(Dataset rows)

----

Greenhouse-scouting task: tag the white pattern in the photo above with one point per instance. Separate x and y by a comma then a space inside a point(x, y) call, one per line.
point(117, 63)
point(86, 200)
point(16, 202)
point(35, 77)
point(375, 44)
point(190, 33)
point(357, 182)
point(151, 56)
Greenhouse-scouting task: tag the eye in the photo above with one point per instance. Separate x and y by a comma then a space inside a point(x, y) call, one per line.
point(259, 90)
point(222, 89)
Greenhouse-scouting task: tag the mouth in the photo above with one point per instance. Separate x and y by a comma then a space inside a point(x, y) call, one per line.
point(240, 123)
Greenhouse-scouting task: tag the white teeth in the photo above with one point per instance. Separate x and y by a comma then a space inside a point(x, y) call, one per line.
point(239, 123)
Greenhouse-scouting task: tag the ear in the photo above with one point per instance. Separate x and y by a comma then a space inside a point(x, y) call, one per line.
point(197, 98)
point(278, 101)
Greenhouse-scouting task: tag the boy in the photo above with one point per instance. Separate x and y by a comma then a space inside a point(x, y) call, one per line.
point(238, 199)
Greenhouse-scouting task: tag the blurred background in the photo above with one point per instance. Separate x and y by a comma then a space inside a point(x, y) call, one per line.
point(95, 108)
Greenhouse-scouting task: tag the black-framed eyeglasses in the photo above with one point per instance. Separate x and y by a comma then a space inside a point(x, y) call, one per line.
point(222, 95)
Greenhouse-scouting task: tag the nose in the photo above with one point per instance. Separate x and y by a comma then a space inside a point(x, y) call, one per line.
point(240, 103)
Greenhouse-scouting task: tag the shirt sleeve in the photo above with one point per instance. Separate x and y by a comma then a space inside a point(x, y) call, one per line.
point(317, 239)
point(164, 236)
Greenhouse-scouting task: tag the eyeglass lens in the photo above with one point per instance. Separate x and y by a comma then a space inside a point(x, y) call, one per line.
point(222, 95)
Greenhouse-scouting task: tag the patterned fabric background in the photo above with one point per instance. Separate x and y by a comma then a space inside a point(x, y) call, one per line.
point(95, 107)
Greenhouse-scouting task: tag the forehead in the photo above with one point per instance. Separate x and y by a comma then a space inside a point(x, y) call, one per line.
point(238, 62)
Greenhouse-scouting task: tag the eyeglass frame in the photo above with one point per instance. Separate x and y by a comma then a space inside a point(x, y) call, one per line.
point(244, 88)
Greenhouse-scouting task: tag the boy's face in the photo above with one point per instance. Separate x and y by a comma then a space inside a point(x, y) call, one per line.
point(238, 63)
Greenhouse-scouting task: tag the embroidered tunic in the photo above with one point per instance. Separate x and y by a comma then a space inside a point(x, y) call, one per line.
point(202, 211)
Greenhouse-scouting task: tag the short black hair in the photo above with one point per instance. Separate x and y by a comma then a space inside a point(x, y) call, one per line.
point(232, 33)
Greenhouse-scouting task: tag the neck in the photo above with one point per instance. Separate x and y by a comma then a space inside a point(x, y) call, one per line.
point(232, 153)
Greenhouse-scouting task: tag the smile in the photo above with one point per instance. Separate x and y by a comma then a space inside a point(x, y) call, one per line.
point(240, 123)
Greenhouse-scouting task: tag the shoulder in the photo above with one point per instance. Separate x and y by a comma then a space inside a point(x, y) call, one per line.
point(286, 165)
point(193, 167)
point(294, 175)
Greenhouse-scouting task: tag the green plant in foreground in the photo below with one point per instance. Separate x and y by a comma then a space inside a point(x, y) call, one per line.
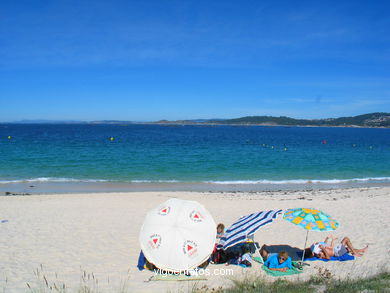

----

**Stated problem**
Rewrite every line of the records above as a numbered list, dropping any blank lines and omitting the pictures.

**Answer**
1. Greenhouse-scouting task: tag the white pattern in the photo above with one point per instance. Separate x and y by a comma then a space inside a point(x, y) call, one per line.
2. point(117, 63)
3. point(86, 200)
4. point(16, 202)
5. point(35, 77)
6. point(375, 44)
7. point(190, 33)
8. point(357, 182)
9. point(151, 56)
10. Greenhouse-scouting task: tag the eye in the photo above with one point per instance. Separate x and y by a comma then a space inside a point(x, y) call, one per line.
11. point(259, 90)
12. point(222, 89)
13. Greenhouse-scouting task: tag the mouth in the photo above with one point per instance. Separate x and y by a comma then a space inside a point(x, y) call, one per line.
14. point(240, 123)
15. Greenhouse-scouting task: tag the white teeth in the photo above with one point per instance. Separate x and y by a comma then a space inside a point(x, y) call, one per line.
16. point(239, 123)
17. Greenhouse-scouting task: tag the ear in the photo above with one point per instance. Separate x and y by a comma then a space inside a point(x, y) call, one per line.
18. point(197, 98)
19. point(278, 101)
20. Greenhouse-scouting task: tag the boy in the photo above with one point per instance. Separate x and y by a comma then a space inside a point(x, y) call, one per line.
21. point(238, 199)
22. Greenhouse-scouting task: tag the blurred background in the photo above with one point per instance. Separate x and y by a comma then a space inside a point(x, y) call, one per line.
23. point(95, 108)
24. Greenhouse-scouting task: tag the black-framed eyeglasses in the photo above with one point per instance. Separate x and y by a comma then a space inside a point(x, y) call, one per line.
25. point(222, 95)
26. Greenhouse-scouting task: tag the nose in the photo above with one point per instance. Separate x and y by a comma then a space inside a point(x, y) call, one per line.
27. point(240, 103)
28. Greenhouse-scouting task: tag the shirt sleeve in the photo above with one point per instance. Separate x and y by a comma then a space inside a point(x, y) call, one per line.
29. point(317, 239)
30. point(164, 236)
31. Greenhouse-scouting task: tag the eyeglass lens in the photo above with one point per instance. Separate x and y by a comma then a space inside a point(x, y) call, one per line.
32. point(222, 95)
33. Greenhouse-scouting task: tag the patterned fabric background in the photo above with one point per instance. Separate x and y by a comma then a space inside a point(x, y) call, one per line.
34. point(95, 107)
35. Greenhouse-scouting task: tag the forehead in the photo above with one point per instance. Separate x and y by a comma then a space inside a point(x, y) call, one per line.
36. point(238, 62)
37. Greenhouse-scouting task: tag the eyeglass frame in the photo above with one point per instance. Separate x and y by a comma then a space inside a point(x, y) call, one per line.
38. point(244, 88)
39. Greenhouse-scouting task: tag the boy's face in the photo above with one point per instance. Separate x and y by a comma then a space inside a point(x, y) call, one per line.
40. point(238, 63)
41. Greenhouse-scouting task: tag the embroidered tunic in the photo above with one point per instance. Separate x and y by a comma then a space inside a point(x, y) call, one per line.
42. point(202, 211)
43. Greenhouse-scouting task: tag the short black hair in the photo above with one point per instance. Separate x and y by a comma then a space inside a point(x, y) call, one per line.
44. point(232, 33)
45. Greenhouse-scouting task: tag the neck in the photo above with one point per instance. Separate x and y by a comma then a space inside a point(x, y) call, one per line.
46. point(232, 153)
47. Greenhouse-scouting task: tag the smile in the photo above with one point per instance. Separate x and y by a comma then a space inside a point(x, y) call, one per line.
48. point(240, 123)
49. Greenhouse-scouting task: tag the shoulder in the photo above with one point per instance. Separate x and y by a comma then a space inside a point(x, y) call, one per line.
50. point(286, 165)
51. point(193, 167)
52. point(294, 175)
53. Greenhouse-scouting task: tag the green plant in foreground in the photo below with one point per instance. Separate x and y by a comma then a space inside a point(x, y) call, one per line.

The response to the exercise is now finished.